PROBLEM STATEMENT :: Reproduce each of the items below word for word, omitting the pictures.

RECORDS FOR THE TASK ::
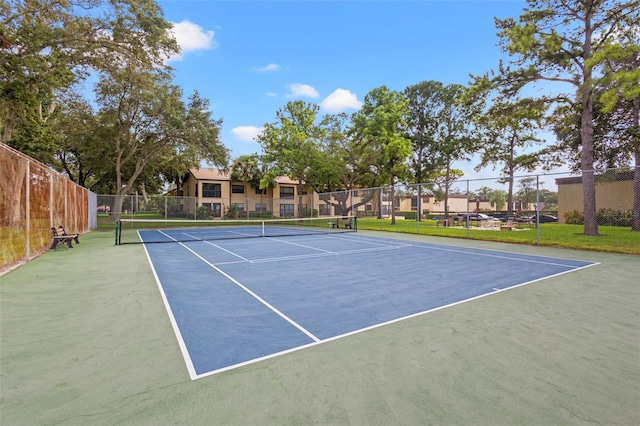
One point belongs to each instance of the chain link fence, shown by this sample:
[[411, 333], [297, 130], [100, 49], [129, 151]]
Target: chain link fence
[[527, 200]]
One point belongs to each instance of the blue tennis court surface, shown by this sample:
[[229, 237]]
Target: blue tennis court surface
[[234, 302]]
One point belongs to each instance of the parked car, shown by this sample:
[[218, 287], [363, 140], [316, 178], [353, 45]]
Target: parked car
[[543, 218], [472, 217], [547, 218]]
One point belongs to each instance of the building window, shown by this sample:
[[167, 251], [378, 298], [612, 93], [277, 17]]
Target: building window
[[213, 190], [286, 191], [324, 210], [286, 210]]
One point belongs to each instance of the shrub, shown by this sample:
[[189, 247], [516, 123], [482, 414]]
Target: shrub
[[610, 217], [407, 214], [574, 217]]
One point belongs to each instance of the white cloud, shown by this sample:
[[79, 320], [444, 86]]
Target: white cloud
[[192, 37], [269, 68], [340, 100], [302, 90], [246, 133]]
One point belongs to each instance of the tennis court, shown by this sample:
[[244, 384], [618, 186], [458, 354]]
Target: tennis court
[[233, 301], [86, 339]]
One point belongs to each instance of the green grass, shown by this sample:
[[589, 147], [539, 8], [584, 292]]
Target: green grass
[[612, 239]]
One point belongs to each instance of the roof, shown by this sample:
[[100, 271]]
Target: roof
[[621, 176], [215, 174]]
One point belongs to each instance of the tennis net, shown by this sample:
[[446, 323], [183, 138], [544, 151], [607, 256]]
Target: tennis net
[[136, 231]]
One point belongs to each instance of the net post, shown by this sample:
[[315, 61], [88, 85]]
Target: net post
[[117, 226]]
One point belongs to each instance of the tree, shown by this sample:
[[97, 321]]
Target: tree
[[379, 129], [46, 46], [453, 140], [563, 41], [341, 170], [291, 145], [526, 190], [621, 96], [425, 104], [509, 127], [497, 199], [145, 120]]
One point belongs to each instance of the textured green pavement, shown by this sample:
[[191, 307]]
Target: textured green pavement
[[85, 340]]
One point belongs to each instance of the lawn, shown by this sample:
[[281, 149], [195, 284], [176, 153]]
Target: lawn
[[612, 239]]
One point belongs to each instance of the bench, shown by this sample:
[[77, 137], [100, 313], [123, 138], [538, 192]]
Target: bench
[[346, 221], [60, 238]]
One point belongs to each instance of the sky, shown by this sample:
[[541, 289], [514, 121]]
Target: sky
[[250, 58]]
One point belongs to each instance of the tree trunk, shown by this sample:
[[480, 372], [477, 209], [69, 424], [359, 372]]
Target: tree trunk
[[635, 214], [586, 132]]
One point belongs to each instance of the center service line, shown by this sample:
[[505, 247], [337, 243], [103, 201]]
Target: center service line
[[261, 300]]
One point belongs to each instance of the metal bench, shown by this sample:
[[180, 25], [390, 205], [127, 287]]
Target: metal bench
[[60, 238]]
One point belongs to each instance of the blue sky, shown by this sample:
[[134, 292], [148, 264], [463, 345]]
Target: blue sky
[[249, 58]]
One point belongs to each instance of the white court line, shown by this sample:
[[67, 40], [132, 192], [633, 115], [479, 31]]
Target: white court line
[[362, 330], [300, 245], [506, 257], [228, 251], [183, 347], [328, 254], [260, 299]]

OUTPUT BELOW ::
One point belongs to each instance of the chain link fence, shown by this sample:
[[411, 333], [297, 130], [100, 49], [129, 151]]
Target: chain link fence
[[527, 200]]
One point belongs to each instance of the blue tennis court surface, shown by this sample:
[[229, 237]]
Target: blue tennis court surface
[[234, 302]]
One point belongs to each instance of the parked car, shown by this sample:
[[218, 287], [363, 140], [316, 178], [353, 45]]
Target: parked car
[[543, 218], [472, 217], [547, 218]]
One point belongs to each instance of the building window, shown by this sample:
[[167, 251], [378, 298], [612, 93], [277, 17]]
Target: building window
[[213, 190], [286, 191], [324, 210], [286, 210]]
One point belongs to each instance of the shrub, shown by this sample:
[[189, 247], [516, 123], [482, 414]]
Target: shrub
[[610, 217], [407, 214], [574, 217]]
One point belongs to each instance of the white cloud, shown by this sample:
[[79, 320], [444, 86]]
Target: white cloud
[[192, 37], [269, 68], [340, 100], [302, 90], [246, 133]]
One point belongs to each instance of the tennis court, shown by this sample:
[[244, 384], [618, 186], [458, 354]]
Target: tennis court
[[233, 301], [86, 339]]
One point belongs to each instance of the green grass, shown by this sample:
[[589, 147], [539, 8], [584, 292]]
Target: green grass
[[612, 239]]
One point belongs to each instance of the roof, shown by this sample:
[[100, 271]]
Target: roof
[[621, 176], [215, 174]]
One point belongs to each instance of the tennis net, shown by this sample:
[[446, 323], [183, 138], [544, 151], [607, 256]]
Target: tennis net
[[136, 231]]
One point belongs to each instance of the net post, shown by this sample:
[[315, 61], [88, 85]]
Target: net post
[[117, 226]]
One point belongs to each instance of the tree, shown by this sample:
[[97, 321]]
Target: tree
[[379, 129], [46, 46], [453, 140], [563, 41], [341, 170], [291, 145], [526, 190], [621, 96], [425, 104], [509, 127], [497, 199], [145, 120]]
One point belongs to each instance of the textured green pavement, shown by this sample:
[[191, 307]]
Target: textured green pavement
[[85, 340]]
One point belongs to each instance of the lawn, shown by this sample:
[[281, 149], [195, 284], [176, 153]]
Target: lawn
[[612, 239]]
One point belongs to each instance of the bench, shown by this sample:
[[77, 137], [100, 313], [123, 138], [538, 192]]
Target: bench
[[346, 221], [60, 238]]
One point belongs to each instance of the sky, shown by this sample:
[[541, 289], [514, 121]]
Target: sky
[[250, 58]]
One point belongs to each instance of the tree trunk, shown by this sample:
[[480, 372], [477, 209], [69, 424], [359, 372]]
Target: tree trunk
[[635, 214], [586, 132]]
One point belongs to each instance of the center service line, shown by this sample:
[[505, 247], [337, 243], [103, 201]]
Target: center service line
[[261, 300]]
One point belongs to each instance of the metal bench, shown by this sample:
[[180, 25], [390, 205], [127, 287]]
Target: metal bench
[[60, 238]]
One point belongs to each instance of the blue sky, shown by this sample:
[[134, 292], [148, 264], [463, 345]]
Target: blue sky
[[249, 58]]
One point belongs to each instance of the white court line, shown by this sample:
[[67, 40], [132, 192], [633, 115], [479, 31]]
Target: white court line
[[362, 330], [300, 245], [506, 257], [228, 251], [183, 347], [328, 254], [260, 299]]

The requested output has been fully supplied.